# Entries from a dataset
++++

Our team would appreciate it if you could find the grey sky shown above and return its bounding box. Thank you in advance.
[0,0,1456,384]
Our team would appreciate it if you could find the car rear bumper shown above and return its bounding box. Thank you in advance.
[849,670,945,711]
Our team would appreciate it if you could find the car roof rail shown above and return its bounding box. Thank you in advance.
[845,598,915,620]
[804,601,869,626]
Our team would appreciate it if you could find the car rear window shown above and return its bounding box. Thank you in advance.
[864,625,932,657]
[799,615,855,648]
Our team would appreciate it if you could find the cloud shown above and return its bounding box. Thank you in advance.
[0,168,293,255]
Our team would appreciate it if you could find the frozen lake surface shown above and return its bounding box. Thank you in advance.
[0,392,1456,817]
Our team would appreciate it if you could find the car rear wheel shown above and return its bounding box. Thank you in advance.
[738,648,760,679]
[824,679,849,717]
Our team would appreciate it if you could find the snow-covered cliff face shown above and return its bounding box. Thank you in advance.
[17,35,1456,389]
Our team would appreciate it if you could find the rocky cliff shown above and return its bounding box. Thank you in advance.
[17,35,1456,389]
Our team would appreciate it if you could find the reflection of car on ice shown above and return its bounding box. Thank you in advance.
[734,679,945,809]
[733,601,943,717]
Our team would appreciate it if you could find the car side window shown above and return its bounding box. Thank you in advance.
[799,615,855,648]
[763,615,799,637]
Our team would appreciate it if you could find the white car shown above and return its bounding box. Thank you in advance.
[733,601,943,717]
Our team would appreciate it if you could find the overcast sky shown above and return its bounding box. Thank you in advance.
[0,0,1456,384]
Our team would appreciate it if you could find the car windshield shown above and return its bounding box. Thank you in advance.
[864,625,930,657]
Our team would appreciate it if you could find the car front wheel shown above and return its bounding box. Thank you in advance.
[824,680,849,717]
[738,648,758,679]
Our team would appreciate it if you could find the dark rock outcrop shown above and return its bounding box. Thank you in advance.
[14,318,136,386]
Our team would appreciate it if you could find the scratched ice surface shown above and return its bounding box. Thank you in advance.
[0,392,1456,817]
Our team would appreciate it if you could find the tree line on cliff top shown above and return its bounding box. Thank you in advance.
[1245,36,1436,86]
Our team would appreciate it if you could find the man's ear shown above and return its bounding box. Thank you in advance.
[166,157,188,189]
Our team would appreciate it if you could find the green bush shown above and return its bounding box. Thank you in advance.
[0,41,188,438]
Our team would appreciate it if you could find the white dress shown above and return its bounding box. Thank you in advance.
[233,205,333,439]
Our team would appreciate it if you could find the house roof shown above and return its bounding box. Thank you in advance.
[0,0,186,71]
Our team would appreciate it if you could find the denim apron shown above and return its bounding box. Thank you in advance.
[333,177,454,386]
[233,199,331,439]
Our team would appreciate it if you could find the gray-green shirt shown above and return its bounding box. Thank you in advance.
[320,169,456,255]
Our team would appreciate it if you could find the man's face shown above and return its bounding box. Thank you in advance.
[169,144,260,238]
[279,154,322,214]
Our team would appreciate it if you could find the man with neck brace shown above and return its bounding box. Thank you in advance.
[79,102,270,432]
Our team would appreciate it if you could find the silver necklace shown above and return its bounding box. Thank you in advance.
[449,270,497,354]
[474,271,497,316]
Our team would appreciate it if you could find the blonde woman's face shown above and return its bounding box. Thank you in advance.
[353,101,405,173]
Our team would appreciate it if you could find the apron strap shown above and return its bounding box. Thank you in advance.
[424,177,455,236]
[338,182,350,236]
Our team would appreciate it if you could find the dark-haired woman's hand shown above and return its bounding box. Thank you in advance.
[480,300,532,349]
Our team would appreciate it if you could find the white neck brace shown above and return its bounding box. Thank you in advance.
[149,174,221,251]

++++

# Required task
Please rewrite all the lines above as a numbered list, leaving out any blank lines.

# The answer
1. Our team would appreciate it if you could find the grey sky shown above and return its bounding box. Thank you in advance.
2. [0,0,1456,384]
3. Our team would appreciate it if you could find the car rear bumper shown above and return its bounding box. Thank you in advance.
4. [849,670,945,711]
5. Our team would appreciate it if you could find the car roof rail shown above and return its bounding box. Thank you in advance.
6. [845,598,915,620]
7. [804,601,869,626]
8. Our team would appreciate it if you could find the car rear window shown above and return its bounding box. Thank you in advance.
9. [864,625,932,657]
10. [799,615,855,648]
11. Our team would appreciate it if you could find the cloud shown above and return its bounding box. Thank you in advance.
12. [0,168,293,255]
13. Our team would appreciate it if you could find the frozen lake surface shown above and return its bounding box. Thank you in advance.
14. [0,392,1456,817]
15. Our team would appreciate it if you could find the car rear wheel shown above and return its bounding box. Thank you in advance.
16. [738,648,760,679]
17. [824,679,849,717]
18. Our team would appreciate it if you could find the snow-covered cliff face shown above and return its bounding box. Thank you in advance.
19. [17,35,1456,389]
20. Our team would appreciate it if you could find the rocky cliff shown above and return its bounding box. Thank you in advance.
21. [17,35,1456,389]
22. Our team would appreciate it if you could find the reflection of car on ice shown above and return its bounding box. Thank you in advance.
23. [734,679,945,809]
24. [733,601,943,717]
25. Our team would appreciate it if you could find the car side window shown above and return its bounding box. Thank you in advance.
26. [799,615,855,648]
27. [763,615,799,637]
28. Our team would appreciate it if you could find the white car shown above and return its bounding box. Thank you in advance.
29. [733,601,943,717]
30. Our team would appreciate it if you could find the overcast sky shown above and return its bounding box. Thank you in advance.
31. [0,0,1456,384]
32. Our team would appreciate it if you could find the car windshield shown above and return its bounding box. Thank you in advance.
33. [864,625,930,657]
34. Our team would appreciate it if you could find the car front wheel shown above and return its bounding box. Thank you in advance.
35. [824,680,849,717]
36. [738,648,758,679]
37. Our team would appreciate it if you could find the dark rock outcrop shown above and return its bounding box. Thank you in advance.
38. [14,318,136,386]
39. Our team would appreciate it if you could find the scratched ice surface shown above and return its bounding box. Thank you in advance.
40. [0,392,1456,817]
41. Our team would appreciate it if you could find the tree line on cliff top shown above and return its bounding box. Thank you in advance.
42. [1245,36,1436,86]
43. Our team would appreciate it if you could find the man's ear shown above and return its bounding box. Thank you in advance.
44. [166,157,188,189]
45. Our team would appreciate it if you could find the green bush shown above and return its bounding box. Thank you in advance.
46. [0,41,188,438]
47. Our team would appreciate it if you could find the white dress shown above and return its bounding box. Thank you in advance.
48. [233,205,333,439]
49. Our team would appreciate it if you could find the house roof shown above and return its bounding box. Thank you in advance.
50. [0,0,186,71]
51. Our team would appreciate it if you could find the denim apron shown above and return its bounding box. Thank you in advance.
52. [333,177,454,386]
53. [233,199,331,439]
54. Our team would appreciate it if you could find the gray-green shirt shown above and return its bounding box. Thank you in advance.
55. [320,169,456,255]
56. Our team would appreciate it if you could find the man's face shown above and return its bounding box. Thank you in advance.
57. [169,144,260,238]
58. [279,154,322,214]
59. Our team would appreciate it if you could find the man with neck brace shown above and return its bounding box. Thank you in advance.
60. [79,102,270,432]
61. Our team would appreciate it if you could find the silver necklace shown above and return its bounding box. Thank you in advance.
62. [449,270,497,354]
63. [474,271,497,316]
64. Our team would appreciate it if you could find the blonde woman's face shown above and return its bounding box. Thank you in advance.
65. [353,101,405,173]
66. Our team would appreciate it if you could find the apron strap shown above and return its bounding box. Thank you in advance.
67. [424,177,455,236]
68. [338,182,350,236]
69. Our team would appreciate it if you could find the dark-haired woman's hand shown above and return its bounding box. Thank you in advance.
70. [480,300,532,349]
71. Our team would appreciate it if you could find the white neck brace shown above and return its bounding box. Thank you in advance.
72. [149,174,221,251]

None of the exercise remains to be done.